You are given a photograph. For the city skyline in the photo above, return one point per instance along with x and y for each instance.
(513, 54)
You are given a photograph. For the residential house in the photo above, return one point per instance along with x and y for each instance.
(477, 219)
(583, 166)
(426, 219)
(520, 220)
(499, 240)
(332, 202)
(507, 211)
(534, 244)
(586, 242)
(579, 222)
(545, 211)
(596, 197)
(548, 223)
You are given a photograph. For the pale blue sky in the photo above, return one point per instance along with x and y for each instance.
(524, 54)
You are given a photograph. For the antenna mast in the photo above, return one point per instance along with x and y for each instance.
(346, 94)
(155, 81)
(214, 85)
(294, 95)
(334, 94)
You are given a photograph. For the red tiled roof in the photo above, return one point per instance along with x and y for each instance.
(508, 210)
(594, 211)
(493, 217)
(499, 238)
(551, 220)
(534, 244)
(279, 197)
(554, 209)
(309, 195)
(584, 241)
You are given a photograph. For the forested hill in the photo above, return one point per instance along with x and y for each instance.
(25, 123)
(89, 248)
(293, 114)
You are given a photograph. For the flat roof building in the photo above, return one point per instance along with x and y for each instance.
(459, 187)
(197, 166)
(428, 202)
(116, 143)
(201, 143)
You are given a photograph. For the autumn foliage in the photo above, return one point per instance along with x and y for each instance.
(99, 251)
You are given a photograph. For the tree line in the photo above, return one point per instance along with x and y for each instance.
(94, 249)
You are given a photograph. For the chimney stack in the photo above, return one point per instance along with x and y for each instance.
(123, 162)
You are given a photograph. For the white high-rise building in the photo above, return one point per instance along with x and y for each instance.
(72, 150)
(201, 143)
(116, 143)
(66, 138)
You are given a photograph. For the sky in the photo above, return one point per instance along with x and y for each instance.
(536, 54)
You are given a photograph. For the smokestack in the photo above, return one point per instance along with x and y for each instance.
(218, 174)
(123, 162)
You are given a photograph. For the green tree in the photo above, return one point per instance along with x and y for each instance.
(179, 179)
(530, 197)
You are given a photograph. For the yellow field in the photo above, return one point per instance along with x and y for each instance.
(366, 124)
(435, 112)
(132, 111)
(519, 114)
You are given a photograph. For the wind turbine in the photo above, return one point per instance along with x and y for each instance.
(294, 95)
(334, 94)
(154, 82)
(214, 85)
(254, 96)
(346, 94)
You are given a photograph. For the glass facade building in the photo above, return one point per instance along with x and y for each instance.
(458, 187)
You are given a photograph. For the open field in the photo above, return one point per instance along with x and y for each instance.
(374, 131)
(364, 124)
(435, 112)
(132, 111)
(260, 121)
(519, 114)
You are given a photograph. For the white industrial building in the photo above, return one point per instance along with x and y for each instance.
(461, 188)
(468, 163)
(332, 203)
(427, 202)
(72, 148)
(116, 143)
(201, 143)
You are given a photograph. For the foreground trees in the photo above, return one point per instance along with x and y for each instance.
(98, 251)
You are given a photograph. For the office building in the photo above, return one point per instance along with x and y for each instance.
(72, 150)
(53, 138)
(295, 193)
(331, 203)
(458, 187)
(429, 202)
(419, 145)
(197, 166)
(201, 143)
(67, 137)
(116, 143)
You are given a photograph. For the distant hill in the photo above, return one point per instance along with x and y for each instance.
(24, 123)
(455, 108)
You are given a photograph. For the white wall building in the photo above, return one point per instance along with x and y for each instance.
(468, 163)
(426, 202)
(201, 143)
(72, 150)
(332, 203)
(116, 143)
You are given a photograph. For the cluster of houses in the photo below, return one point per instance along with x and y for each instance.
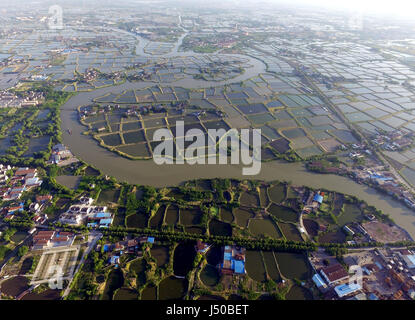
(85, 212)
(12, 188)
(233, 262)
(127, 246)
(52, 239)
(59, 154)
(387, 274)
(11, 100)
(312, 201)
(89, 75)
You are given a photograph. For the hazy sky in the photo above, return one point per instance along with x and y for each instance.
(394, 7)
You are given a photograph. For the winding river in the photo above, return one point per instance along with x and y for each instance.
(148, 173)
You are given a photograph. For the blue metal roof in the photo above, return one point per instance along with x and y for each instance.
(103, 215)
(105, 221)
(238, 266)
(319, 281)
(345, 289)
(318, 198)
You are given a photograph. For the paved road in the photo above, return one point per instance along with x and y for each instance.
(13, 253)
(93, 238)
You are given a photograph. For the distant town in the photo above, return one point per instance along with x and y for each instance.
(87, 214)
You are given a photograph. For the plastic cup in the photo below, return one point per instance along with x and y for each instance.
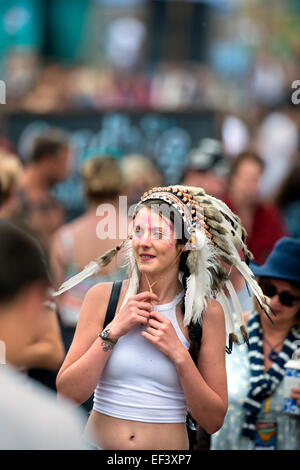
(292, 379)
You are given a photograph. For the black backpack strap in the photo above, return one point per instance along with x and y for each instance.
(113, 302)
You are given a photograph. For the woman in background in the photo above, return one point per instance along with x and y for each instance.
(255, 376)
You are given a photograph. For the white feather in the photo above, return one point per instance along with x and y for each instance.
(189, 299)
(89, 270)
(236, 303)
(229, 321)
(199, 284)
(134, 280)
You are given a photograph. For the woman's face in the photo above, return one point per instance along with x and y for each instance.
(285, 302)
(154, 243)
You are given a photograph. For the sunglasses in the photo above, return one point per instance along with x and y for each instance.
(286, 298)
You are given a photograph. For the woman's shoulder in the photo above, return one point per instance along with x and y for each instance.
(102, 290)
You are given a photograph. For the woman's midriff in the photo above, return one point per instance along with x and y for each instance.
(121, 434)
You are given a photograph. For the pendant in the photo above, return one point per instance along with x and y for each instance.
(273, 355)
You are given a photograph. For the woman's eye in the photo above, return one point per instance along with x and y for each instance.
(137, 232)
(157, 235)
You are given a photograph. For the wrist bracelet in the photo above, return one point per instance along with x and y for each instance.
(105, 336)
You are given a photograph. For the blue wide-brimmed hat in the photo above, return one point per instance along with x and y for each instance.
(282, 263)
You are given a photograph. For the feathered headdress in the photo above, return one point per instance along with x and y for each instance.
(215, 239)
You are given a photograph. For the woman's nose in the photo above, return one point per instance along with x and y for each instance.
(145, 239)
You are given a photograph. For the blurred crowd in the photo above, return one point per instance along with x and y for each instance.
(28, 201)
(253, 165)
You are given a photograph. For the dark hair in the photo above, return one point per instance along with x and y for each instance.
(48, 144)
(101, 178)
(247, 155)
(21, 259)
(289, 190)
(194, 330)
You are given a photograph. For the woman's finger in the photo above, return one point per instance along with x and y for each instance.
(143, 313)
(154, 323)
(146, 295)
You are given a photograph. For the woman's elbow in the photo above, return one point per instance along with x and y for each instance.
(69, 392)
(213, 423)
(214, 426)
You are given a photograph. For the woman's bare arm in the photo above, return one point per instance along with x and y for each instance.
(205, 387)
(86, 358)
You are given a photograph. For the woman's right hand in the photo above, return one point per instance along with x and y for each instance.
(136, 311)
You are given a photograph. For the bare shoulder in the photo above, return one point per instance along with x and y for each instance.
(96, 301)
(213, 324)
(214, 314)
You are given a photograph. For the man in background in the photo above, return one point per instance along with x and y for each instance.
(46, 166)
(31, 418)
(207, 168)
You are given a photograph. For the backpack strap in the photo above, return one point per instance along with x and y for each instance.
(113, 302)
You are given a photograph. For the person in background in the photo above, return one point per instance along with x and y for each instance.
(75, 243)
(47, 165)
(287, 200)
(30, 416)
(208, 168)
(10, 172)
(44, 355)
(255, 375)
(139, 173)
(262, 221)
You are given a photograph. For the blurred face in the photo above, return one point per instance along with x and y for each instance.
(285, 301)
(59, 165)
(245, 181)
(154, 243)
(209, 181)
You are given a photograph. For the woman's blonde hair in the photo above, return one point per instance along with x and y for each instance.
(10, 171)
(101, 178)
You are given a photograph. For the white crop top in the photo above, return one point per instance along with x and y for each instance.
(140, 383)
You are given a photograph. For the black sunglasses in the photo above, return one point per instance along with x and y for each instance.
(286, 298)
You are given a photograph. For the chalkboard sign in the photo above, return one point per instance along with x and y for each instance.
(166, 138)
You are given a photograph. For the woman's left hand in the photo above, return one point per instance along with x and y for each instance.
(295, 394)
(161, 333)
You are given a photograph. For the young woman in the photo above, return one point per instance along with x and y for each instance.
(258, 396)
(141, 368)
##########
Stated problem:
Give back exactly the lines running from the line containing "You are given a photograph. For the white crop" through the end of the material above, both included, and nothing beyond them.

Full solution:
You are given a photograph. For the white crop top in the photo above, return one point per instance along with x and y for each instance.
(140, 383)
You are given a photograph. For the black sunglasses in the photo above, return one point per instance along with x and y for each instance.
(286, 298)
You are given a photograph. For the chalkboard sign in the photo above, return one point per instance along with x and y for each instance.
(166, 138)
You are given a photograph. For the woman's left hand in the photo above, return one point per instance along with x and y for each instance.
(295, 394)
(161, 333)
You are given a photograph. For the young woman in the photo above, return one point per instance along with x and y for each instance.
(258, 396)
(141, 368)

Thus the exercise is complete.